_Supplied information_:
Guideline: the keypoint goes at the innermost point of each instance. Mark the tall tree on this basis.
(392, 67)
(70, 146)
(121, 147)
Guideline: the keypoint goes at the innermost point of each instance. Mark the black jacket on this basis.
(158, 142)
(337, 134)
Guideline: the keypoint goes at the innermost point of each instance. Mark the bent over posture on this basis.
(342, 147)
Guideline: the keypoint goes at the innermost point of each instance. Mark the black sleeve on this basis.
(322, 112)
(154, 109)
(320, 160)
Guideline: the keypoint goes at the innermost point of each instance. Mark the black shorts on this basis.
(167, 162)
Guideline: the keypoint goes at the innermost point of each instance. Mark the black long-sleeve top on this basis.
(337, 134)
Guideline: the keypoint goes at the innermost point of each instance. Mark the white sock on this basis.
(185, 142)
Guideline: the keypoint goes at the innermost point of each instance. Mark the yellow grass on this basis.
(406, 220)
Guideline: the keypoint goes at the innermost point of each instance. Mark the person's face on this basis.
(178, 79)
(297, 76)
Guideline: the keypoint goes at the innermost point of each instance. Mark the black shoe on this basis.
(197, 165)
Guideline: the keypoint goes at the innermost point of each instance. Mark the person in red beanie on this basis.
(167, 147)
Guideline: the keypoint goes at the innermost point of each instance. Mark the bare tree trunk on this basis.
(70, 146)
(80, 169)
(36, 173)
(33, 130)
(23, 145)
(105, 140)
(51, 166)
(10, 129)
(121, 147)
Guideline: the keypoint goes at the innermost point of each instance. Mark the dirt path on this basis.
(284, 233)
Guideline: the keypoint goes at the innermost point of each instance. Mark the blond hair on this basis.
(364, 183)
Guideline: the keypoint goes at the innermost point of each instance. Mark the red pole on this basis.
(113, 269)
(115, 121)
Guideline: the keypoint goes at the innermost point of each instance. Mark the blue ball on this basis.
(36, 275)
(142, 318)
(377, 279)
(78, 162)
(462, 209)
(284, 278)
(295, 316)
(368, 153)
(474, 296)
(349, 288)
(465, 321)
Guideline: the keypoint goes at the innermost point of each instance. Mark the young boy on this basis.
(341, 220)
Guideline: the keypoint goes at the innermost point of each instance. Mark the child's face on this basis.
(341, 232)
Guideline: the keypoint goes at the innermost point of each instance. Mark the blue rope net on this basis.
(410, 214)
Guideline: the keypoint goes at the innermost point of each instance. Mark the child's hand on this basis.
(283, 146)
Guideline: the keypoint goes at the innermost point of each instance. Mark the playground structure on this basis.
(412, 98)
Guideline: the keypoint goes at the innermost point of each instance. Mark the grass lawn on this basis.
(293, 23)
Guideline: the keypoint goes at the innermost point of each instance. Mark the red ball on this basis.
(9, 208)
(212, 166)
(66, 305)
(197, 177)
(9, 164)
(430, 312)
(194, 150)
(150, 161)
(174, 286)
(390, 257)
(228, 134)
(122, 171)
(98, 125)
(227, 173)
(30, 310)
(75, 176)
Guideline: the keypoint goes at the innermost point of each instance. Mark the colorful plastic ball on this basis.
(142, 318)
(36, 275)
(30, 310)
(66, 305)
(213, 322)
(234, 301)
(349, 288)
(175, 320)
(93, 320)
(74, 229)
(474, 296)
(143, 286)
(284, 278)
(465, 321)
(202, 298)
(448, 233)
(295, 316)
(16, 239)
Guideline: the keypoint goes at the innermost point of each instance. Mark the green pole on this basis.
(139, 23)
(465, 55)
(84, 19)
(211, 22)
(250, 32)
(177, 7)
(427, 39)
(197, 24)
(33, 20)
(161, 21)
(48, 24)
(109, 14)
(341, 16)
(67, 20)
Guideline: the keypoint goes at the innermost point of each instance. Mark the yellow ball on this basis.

_Instructions for the task_: Retype every entry above, word for word.

_Answer in full_:
Guideline: the keypoint goes at the innermost point of each instance. Mark the tall tree on this basis.
(392, 67)
(70, 146)
(121, 147)
Guideline: the keypoint goes at the innermost point of each instance. Mark the black jacket on this basis.
(158, 142)
(337, 134)
Guideline: the keypoint goes at the innermost point of each instance. Mark the bent over posture on this basis.
(342, 147)
Guideline: the keypoint goes at the innermost point of each instance. Mark the black sleeve on this basis.
(322, 112)
(154, 109)
(320, 160)
Guideline: the keypoint goes at the innermost point of each instance. Mark the black shorts on this basis.
(167, 162)
Guideline: the keypoint goes at the innermost point of each instance. Mark the black long-sleeve top on this basis.
(337, 134)
Guideline: the keypoint goes at the innermost point of each instance. Mark the white sock on this basis.
(185, 142)
Guideline: the keypoint goes at the innermost point of each instance. Mark the yellow grass on this basis.
(406, 220)
Guideline: the keypoint goes at the innermost point of each instance. Mark the person's face on this basis.
(178, 79)
(297, 76)
Guideline: the keypoint goes at the innermost point of each instance. Mark the black shoe on this basis.
(197, 165)
Guideline: the keypoint goes at the innermost point of each instance. Mark the person in red beanie on this basis.
(167, 147)
Guideline: the keypoint goes at the innermost point of each instance. Mark the bare tree trunk on this basis.
(70, 146)
(80, 169)
(36, 173)
(33, 130)
(23, 145)
(105, 140)
(51, 166)
(10, 129)
(121, 147)
Guideline: the keypoint goes at the innermost point of each instance. Mark the dirt path on this basis.
(284, 233)
Guideline: the keypoint goes at the innermost point of each instance. Mark the blond hair on this basis.
(364, 183)
Guideline: the keypoint goes at the innermost point of each instance. Mark the red pole on this basis.
(113, 269)
(115, 121)
Guideline: the keypoint goes at the innermost point of each instance. Mark the blue ball on this basis.
(36, 275)
(142, 318)
(377, 279)
(78, 162)
(462, 209)
(284, 278)
(295, 316)
(368, 153)
(474, 296)
(349, 288)
(465, 321)
Guideline: the keypoint goes at the innermost point of each instance. Mark the young boy on this basis.
(341, 220)
Guideline: the keypoint goes at the innermost point of each instance. Mark the child's face on this basis.
(341, 232)
Guideline: the keypoint goes at the innermost point of each instance. Mark the blue rope net on this basis.
(410, 214)
Guideline: the keypoint goes at the innermost point of each instance. Mark the child's hand on this basis.
(283, 146)
Guideline: the keypoint goes at the innermost point of each instance. Mark the playground structure on this basis.
(412, 98)
Guideline: the keypoint goes at the innermost point of each instance. Mark the grass lawn on this basis.
(293, 23)
Guideline: the keypoint goes at the innermost point of each instance. Mark the red ball on this basis.
(9, 208)
(212, 166)
(66, 305)
(197, 177)
(9, 164)
(430, 312)
(194, 150)
(150, 161)
(174, 286)
(390, 257)
(228, 134)
(122, 171)
(98, 125)
(227, 173)
(30, 310)
(75, 176)
Guideline: the keypoint goes at the innermost point of each instance. Mark the colorful plastic ball on this basis.
(142, 318)
(36, 275)
(30, 310)
(66, 305)
(213, 322)
(234, 301)
(349, 288)
(175, 320)
(93, 320)
(74, 229)
(474, 296)
(143, 286)
(284, 278)
(465, 321)
(202, 298)
(448, 233)
(295, 316)
(16, 239)
Guideline: the keypoint goes at the innermost point of each instance. Mark the green pole on this basis.
(139, 23)
(465, 55)
(84, 19)
(211, 22)
(250, 32)
(177, 7)
(427, 39)
(197, 24)
(33, 20)
(161, 21)
(48, 24)
(109, 14)
(341, 16)
(67, 20)
Guideline: the keypoint goes at the innermost point of each instance. Mark the yellow ball on this basis.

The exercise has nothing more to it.